Dataset:
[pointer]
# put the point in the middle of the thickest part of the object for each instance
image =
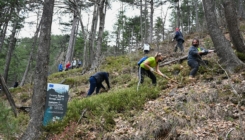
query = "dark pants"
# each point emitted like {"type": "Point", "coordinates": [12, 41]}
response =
{"type": "Point", "coordinates": [180, 45]}
{"type": "Point", "coordinates": [148, 73]}
{"type": "Point", "coordinates": [146, 51]}
{"type": "Point", "coordinates": [194, 67]}
{"type": "Point", "coordinates": [93, 85]}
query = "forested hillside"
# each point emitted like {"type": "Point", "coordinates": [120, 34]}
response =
{"type": "Point", "coordinates": [208, 105]}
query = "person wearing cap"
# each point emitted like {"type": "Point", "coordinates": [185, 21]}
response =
{"type": "Point", "coordinates": [96, 82]}
{"type": "Point", "coordinates": [147, 68]}
{"type": "Point", "coordinates": [180, 40]}
{"type": "Point", "coordinates": [195, 57]}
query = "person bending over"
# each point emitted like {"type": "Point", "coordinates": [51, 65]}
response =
{"type": "Point", "coordinates": [147, 68]}
{"type": "Point", "coordinates": [96, 82]}
{"type": "Point", "coordinates": [195, 57]}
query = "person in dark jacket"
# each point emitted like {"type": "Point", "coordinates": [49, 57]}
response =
{"type": "Point", "coordinates": [16, 84]}
{"type": "Point", "coordinates": [180, 40]}
{"type": "Point", "coordinates": [195, 57]}
{"type": "Point", "coordinates": [96, 82]}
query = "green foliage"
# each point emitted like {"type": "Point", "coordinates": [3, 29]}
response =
{"type": "Point", "coordinates": [241, 56]}
{"type": "Point", "coordinates": [9, 125]}
{"type": "Point", "coordinates": [106, 105]}
{"type": "Point", "coordinates": [208, 43]}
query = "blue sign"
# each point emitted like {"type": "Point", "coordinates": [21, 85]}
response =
{"type": "Point", "coordinates": [56, 102]}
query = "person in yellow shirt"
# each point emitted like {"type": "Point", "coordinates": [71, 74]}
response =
{"type": "Point", "coordinates": [147, 68]}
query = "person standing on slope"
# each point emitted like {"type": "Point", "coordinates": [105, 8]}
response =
{"type": "Point", "coordinates": [96, 82]}
{"type": "Point", "coordinates": [180, 40]}
{"type": "Point", "coordinates": [195, 57]}
{"type": "Point", "coordinates": [147, 68]}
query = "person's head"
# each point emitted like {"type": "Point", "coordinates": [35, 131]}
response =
{"type": "Point", "coordinates": [158, 57]}
{"type": "Point", "coordinates": [195, 42]}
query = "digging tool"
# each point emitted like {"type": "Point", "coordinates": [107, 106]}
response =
{"type": "Point", "coordinates": [167, 78]}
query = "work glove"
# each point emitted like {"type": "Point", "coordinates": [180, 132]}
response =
{"type": "Point", "coordinates": [151, 69]}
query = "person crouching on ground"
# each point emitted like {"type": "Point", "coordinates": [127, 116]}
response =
{"type": "Point", "coordinates": [147, 68]}
{"type": "Point", "coordinates": [96, 82]}
{"type": "Point", "coordinates": [195, 57]}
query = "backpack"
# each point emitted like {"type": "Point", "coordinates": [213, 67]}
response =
{"type": "Point", "coordinates": [142, 60]}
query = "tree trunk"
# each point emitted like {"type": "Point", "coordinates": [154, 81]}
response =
{"type": "Point", "coordinates": [4, 27]}
{"type": "Point", "coordinates": [241, 9]}
{"type": "Point", "coordinates": [151, 27]}
{"type": "Point", "coordinates": [93, 34]}
{"type": "Point", "coordinates": [71, 40]}
{"type": "Point", "coordinates": [11, 47]}
{"type": "Point", "coordinates": [102, 14]}
{"type": "Point", "coordinates": [163, 25]}
{"type": "Point", "coordinates": [31, 55]}
{"type": "Point", "coordinates": [145, 14]}
{"type": "Point", "coordinates": [8, 95]}
{"type": "Point", "coordinates": [178, 15]}
{"type": "Point", "coordinates": [141, 24]}
{"type": "Point", "coordinates": [233, 27]}
{"type": "Point", "coordinates": [34, 127]}
{"type": "Point", "coordinates": [196, 14]}
{"type": "Point", "coordinates": [222, 45]}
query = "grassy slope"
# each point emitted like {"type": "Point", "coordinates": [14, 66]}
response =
{"type": "Point", "coordinates": [123, 101]}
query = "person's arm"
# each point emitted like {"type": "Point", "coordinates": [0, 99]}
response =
{"type": "Point", "coordinates": [102, 86]}
{"type": "Point", "coordinates": [147, 64]}
{"type": "Point", "coordinates": [107, 81]}
{"type": "Point", "coordinates": [158, 71]}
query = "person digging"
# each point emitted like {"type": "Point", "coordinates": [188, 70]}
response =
{"type": "Point", "coordinates": [195, 57]}
{"type": "Point", "coordinates": [146, 68]}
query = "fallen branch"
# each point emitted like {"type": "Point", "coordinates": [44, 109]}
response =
{"type": "Point", "coordinates": [173, 61]}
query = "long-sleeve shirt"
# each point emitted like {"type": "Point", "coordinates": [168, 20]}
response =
{"type": "Point", "coordinates": [194, 55]}
{"type": "Point", "coordinates": [100, 77]}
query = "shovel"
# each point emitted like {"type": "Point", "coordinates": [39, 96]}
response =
{"type": "Point", "coordinates": [168, 78]}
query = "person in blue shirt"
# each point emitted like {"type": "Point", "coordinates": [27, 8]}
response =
{"type": "Point", "coordinates": [60, 67]}
{"type": "Point", "coordinates": [96, 82]}
{"type": "Point", "coordinates": [180, 40]}
{"type": "Point", "coordinates": [195, 57]}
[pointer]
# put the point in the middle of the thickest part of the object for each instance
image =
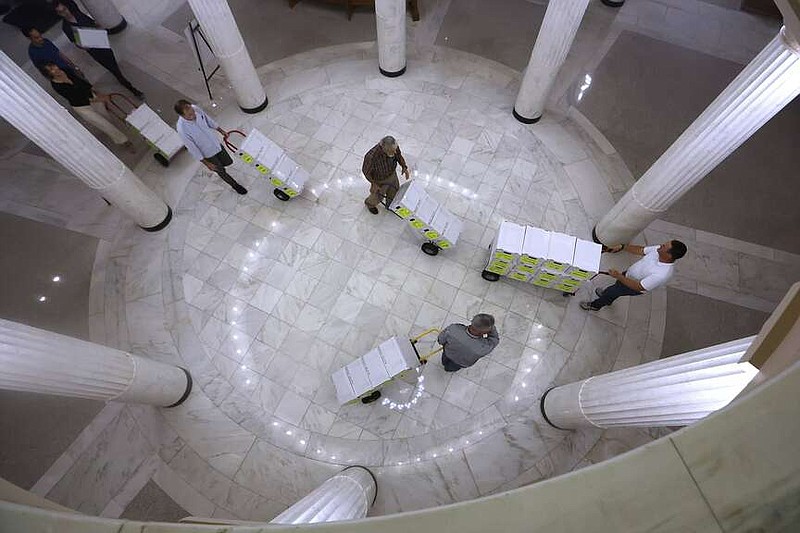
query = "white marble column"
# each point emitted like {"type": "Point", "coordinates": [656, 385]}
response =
{"type": "Point", "coordinates": [674, 391]}
{"type": "Point", "coordinates": [25, 105]}
{"type": "Point", "coordinates": [390, 16]}
{"type": "Point", "coordinates": [346, 496]}
{"type": "Point", "coordinates": [560, 24]}
{"type": "Point", "coordinates": [219, 27]}
{"type": "Point", "coordinates": [105, 13]}
{"type": "Point", "coordinates": [35, 360]}
{"type": "Point", "coordinates": [767, 84]}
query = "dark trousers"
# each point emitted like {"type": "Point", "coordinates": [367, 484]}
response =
{"type": "Point", "coordinates": [105, 56]}
{"type": "Point", "coordinates": [449, 364]}
{"type": "Point", "coordinates": [613, 292]}
{"type": "Point", "coordinates": [221, 160]}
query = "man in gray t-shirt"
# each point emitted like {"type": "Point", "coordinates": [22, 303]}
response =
{"type": "Point", "coordinates": [464, 345]}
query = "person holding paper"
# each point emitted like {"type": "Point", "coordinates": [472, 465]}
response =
{"type": "Point", "coordinates": [654, 269]}
{"type": "Point", "coordinates": [80, 95]}
{"type": "Point", "coordinates": [379, 167]}
{"type": "Point", "coordinates": [197, 131]}
{"type": "Point", "coordinates": [74, 18]}
{"type": "Point", "coordinates": [464, 345]}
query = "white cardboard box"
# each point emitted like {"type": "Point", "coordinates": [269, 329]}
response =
{"type": "Point", "coordinates": [357, 372]}
{"type": "Point", "coordinates": [398, 355]}
{"type": "Point", "coordinates": [376, 370]}
{"type": "Point", "coordinates": [535, 246]}
{"type": "Point", "coordinates": [92, 38]}
{"type": "Point", "coordinates": [439, 223]}
{"type": "Point", "coordinates": [560, 252]}
{"type": "Point", "coordinates": [510, 238]}
{"type": "Point", "coordinates": [426, 209]}
{"type": "Point", "coordinates": [343, 386]}
{"type": "Point", "coordinates": [586, 261]}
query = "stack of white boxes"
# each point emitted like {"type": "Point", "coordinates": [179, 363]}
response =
{"type": "Point", "coordinates": [373, 369]}
{"type": "Point", "coordinates": [425, 215]}
{"type": "Point", "coordinates": [543, 258]}
{"type": "Point", "coordinates": [270, 160]}
{"type": "Point", "coordinates": [156, 132]}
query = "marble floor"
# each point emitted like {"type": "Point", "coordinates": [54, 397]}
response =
{"type": "Point", "coordinates": [262, 299]}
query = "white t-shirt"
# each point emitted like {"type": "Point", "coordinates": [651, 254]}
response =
{"type": "Point", "coordinates": [649, 271]}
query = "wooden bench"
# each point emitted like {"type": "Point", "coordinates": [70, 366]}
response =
{"type": "Point", "coordinates": [350, 6]}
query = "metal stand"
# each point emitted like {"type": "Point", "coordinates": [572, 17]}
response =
{"type": "Point", "coordinates": [194, 29]}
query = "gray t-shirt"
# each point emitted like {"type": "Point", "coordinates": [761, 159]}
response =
{"type": "Point", "coordinates": [465, 349]}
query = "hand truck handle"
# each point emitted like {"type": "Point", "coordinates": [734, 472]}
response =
{"type": "Point", "coordinates": [424, 358]}
{"type": "Point", "coordinates": [227, 141]}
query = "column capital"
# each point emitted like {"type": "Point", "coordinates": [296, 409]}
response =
{"type": "Point", "coordinates": [790, 40]}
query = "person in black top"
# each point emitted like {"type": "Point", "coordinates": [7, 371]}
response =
{"type": "Point", "coordinates": [75, 18]}
{"type": "Point", "coordinates": [81, 95]}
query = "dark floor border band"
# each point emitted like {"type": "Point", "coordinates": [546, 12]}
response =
{"type": "Point", "coordinates": [119, 27]}
{"type": "Point", "coordinates": [186, 392]}
{"type": "Point", "coordinates": [544, 414]}
{"type": "Point", "coordinates": [375, 498]}
{"type": "Point", "coordinates": [392, 74]}
{"type": "Point", "coordinates": [161, 225]}
{"type": "Point", "coordinates": [257, 109]}
{"type": "Point", "coordinates": [526, 120]}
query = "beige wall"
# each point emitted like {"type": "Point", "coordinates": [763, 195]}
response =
{"type": "Point", "coordinates": [737, 470]}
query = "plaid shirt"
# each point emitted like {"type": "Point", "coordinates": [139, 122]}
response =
{"type": "Point", "coordinates": [377, 165]}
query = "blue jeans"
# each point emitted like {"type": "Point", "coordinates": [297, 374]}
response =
{"type": "Point", "coordinates": [613, 292]}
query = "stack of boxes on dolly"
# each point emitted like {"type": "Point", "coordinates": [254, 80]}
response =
{"type": "Point", "coordinates": [543, 258]}
{"type": "Point", "coordinates": [284, 174]}
{"type": "Point", "coordinates": [426, 216]}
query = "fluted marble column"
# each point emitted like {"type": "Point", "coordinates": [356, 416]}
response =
{"type": "Point", "coordinates": [560, 24]}
{"type": "Point", "coordinates": [105, 13]}
{"type": "Point", "coordinates": [390, 16]}
{"type": "Point", "coordinates": [769, 82]}
{"type": "Point", "coordinates": [219, 27]}
{"type": "Point", "coordinates": [346, 496]}
{"type": "Point", "coordinates": [39, 117]}
{"type": "Point", "coordinates": [674, 391]}
{"type": "Point", "coordinates": [35, 360]}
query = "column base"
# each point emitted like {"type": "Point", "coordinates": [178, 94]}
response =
{"type": "Point", "coordinates": [375, 498]}
{"type": "Point", "coordinates": [119, 27]}
{"type": "Point", "coordinates": [526, 120]}
{"type": "Point", "coordinates": [392, 74]}
{"type": "Point", "coordinates": [257, 109]}
{"type": "Point", "coordinates": [186, 392]}
{"type": "Point", "coordinates": [544, 413]}
{"type": "Point", "coordinates": [161, 225]}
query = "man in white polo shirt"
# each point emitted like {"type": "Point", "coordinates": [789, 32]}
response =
{"type": "Point", "coordinates": [197, 131]}
{"type": "Point", "coordinates": [649, 272]}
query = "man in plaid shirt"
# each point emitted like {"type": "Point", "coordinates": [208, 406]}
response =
{"type": "Point", "coordinates": [379, 169]}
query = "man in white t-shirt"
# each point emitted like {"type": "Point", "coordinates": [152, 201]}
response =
{"type": "Point", "coordinates": [649, 272]}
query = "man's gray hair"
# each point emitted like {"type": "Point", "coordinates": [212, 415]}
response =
{"type": "Point", "coordinates": [483, 322]}
{"type": "Point", "coordinates": [388, 142]}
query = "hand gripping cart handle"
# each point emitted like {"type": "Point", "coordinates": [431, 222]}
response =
{"type": "Point", "coordinates": [423, 359]}
{"type": "Point", "coordinates": [157, 134]}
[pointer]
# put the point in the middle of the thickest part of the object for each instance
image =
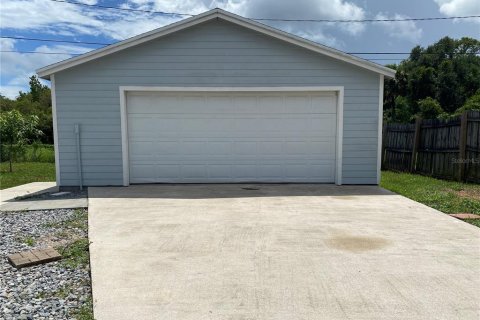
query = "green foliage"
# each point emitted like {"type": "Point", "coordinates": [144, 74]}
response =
{"type": "Point", "coordinates": [86, 311]}
{"type": "Point", "coordinates": [16, 131]}
{"type": "Point", "coordinates": [446, 196]}
{"type": "Point", "coordinates": [429, 108]}
{"type": "Point", "coordinates": [35, 152]}
{"type": "Point", "coordinates": [25, 172]}
{"type": "Point", "coordinates": [36, 102]}
{"type": "Point", "coordinates": [447, 71]}
{"type": "Point", "coordinates": [473, 103]}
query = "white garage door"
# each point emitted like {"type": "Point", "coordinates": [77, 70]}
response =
{"type": "Point", "coordinates": [207, 137]}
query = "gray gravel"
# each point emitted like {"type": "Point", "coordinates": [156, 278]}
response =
{"type": "Point", "coordinates": [49, 291]}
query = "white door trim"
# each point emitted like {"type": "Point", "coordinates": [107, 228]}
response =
{"type": "Point", "coordinates": [339, 90]}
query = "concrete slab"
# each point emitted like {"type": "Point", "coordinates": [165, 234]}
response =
{"type": "Point", "coordinates": [28, 189]}
{"type": "Point", "coordinates": [280, 252]}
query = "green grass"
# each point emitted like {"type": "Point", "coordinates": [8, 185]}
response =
{"type": "Point", "coordinates": [30, 153]}
{"type": "Point", "coordinates": [85, 312]}
{"type": "Point", "coordinates": [25, 172]}
{"type": "Point", "coordinates": [443, 195]}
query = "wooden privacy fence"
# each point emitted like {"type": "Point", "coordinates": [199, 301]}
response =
{"type": "Point", "coordinates": [448, 149]}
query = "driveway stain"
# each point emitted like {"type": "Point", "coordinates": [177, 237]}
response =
{"type": "Point", "coordinates": [357, 243]}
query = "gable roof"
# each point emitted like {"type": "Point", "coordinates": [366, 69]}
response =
{"type": "Point", "coordinates": [45, 72]}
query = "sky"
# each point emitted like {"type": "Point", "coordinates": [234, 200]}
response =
{"type": "Point", "coordinates": [54, 19]}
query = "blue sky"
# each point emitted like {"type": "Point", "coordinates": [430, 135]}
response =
{"type": "Point", "coordinates": [55, 20]}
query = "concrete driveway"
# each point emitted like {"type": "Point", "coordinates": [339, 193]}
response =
{"type": "Point", "coordinates": [280, 252]}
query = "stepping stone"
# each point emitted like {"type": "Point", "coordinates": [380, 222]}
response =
{"type": "Point", "coordinates": [464, 216]}
{"type": "Point", "coordinates": [33, 257]}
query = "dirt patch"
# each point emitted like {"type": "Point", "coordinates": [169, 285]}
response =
{"type": "Point", "coordinates": [468, 193]}
{"type": "Point", "coordinates": [357, 243]}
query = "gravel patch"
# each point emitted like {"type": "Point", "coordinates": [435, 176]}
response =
{"type": "Point", "coordinates": [49, 291]}
{"type": "Point", "coordinates": [73, 194]}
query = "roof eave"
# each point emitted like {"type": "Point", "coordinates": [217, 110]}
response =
{"type": "Point", "coordinates": [45, 72]}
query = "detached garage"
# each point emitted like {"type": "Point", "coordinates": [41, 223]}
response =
{"type": "Point", "coordinates": [216, 98]}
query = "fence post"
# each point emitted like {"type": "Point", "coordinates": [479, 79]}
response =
{"type": "Point", "coordinates": [416, 143]}
{"type": "Point", "coordinates": [462, 154]}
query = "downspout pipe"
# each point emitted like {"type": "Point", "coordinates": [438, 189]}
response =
{"type": "Point", "coordinates": [79, 156]}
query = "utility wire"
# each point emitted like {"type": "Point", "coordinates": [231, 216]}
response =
{"type": "Point", "coordinates": [77, 54]}
{"type": "Point", "coordinates": [54, 40]}
{"type": "Point", "coordinates": [105, 43]}
{"type": "Point", "coordinates": [271, 19]}
{"type": "Point", "coordinates": [359, 53]}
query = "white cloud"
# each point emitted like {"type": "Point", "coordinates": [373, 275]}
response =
{"type": "Point", "coordinates": [18, 67]}
{"type": "Point", "coordinates": [405, 30]}
{"type": "Point", "coordinates": [459, 7]}
{"type": "Point", "coordinates": [57, 18]}
{"type": "Point", "coordinates": [311, 9]}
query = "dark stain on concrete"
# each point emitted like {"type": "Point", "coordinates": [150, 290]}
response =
{"type": "Point", "coordinates": [357, 243]}
{"type": "Point", "coordinates": [344, 197]}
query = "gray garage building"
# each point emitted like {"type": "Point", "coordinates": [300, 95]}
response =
{"type": "Point", "coordinates": [216, 98]}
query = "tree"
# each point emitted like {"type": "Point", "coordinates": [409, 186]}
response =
{"type": "Point", "coordinates": [447, 71]}
{"type": "Point", "coordinates": [36, 88]}
{"type": "Point", "coordinates": [429, 108]}
{"type": "Point", "coordinates": [16, 131]}
{"type": "Point", "coordinates": [473, 103]}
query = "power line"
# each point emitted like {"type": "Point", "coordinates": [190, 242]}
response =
{"type": "Point", "coordinates": [76, 54]}
{"type": "Point", "coordinates": [272, 19]}
{"type": "Point", "coordinates": [105, 43]}
{"type": "Point", "coordinates": [39, 52]}
{"type": "Point", "coordinates": [54, 40]}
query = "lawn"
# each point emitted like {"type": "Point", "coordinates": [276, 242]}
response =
{"type": "Point", "coordinates": [445, 196]}
{"type": "Point", "coordinates": [25, 172]}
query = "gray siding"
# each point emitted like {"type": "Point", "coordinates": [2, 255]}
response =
{"type": "Point", "coordinates": [213, 54]}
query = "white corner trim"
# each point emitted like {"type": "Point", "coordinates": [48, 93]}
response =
{"type": "Point", "coordinates": [55, 130]}
{"type": "Point", "coordinates": [380, 128]}
{"type": "Point", "coordinates": [206, 16]}
{"type": "Point", "coordinates": [124, 128]}
{"type": "Point", "coordinates": [339, 90]}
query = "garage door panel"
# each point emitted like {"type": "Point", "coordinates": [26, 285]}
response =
{"type": "Point", "coordinates": [230, 137]}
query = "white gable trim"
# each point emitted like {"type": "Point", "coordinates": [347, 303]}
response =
{"type": "Point", "coordinates": [45, 72]}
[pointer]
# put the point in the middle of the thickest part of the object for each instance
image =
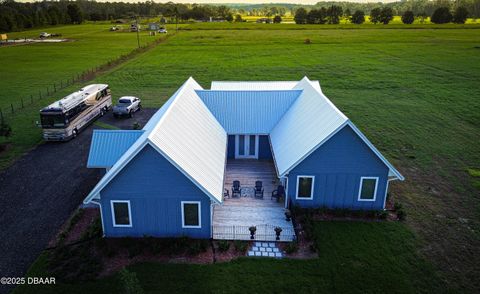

Direction:
Count the lines in the listing above that contain the string "white", treating uppercase and lowercase letters as distinct, and give only the number.

Task output:
11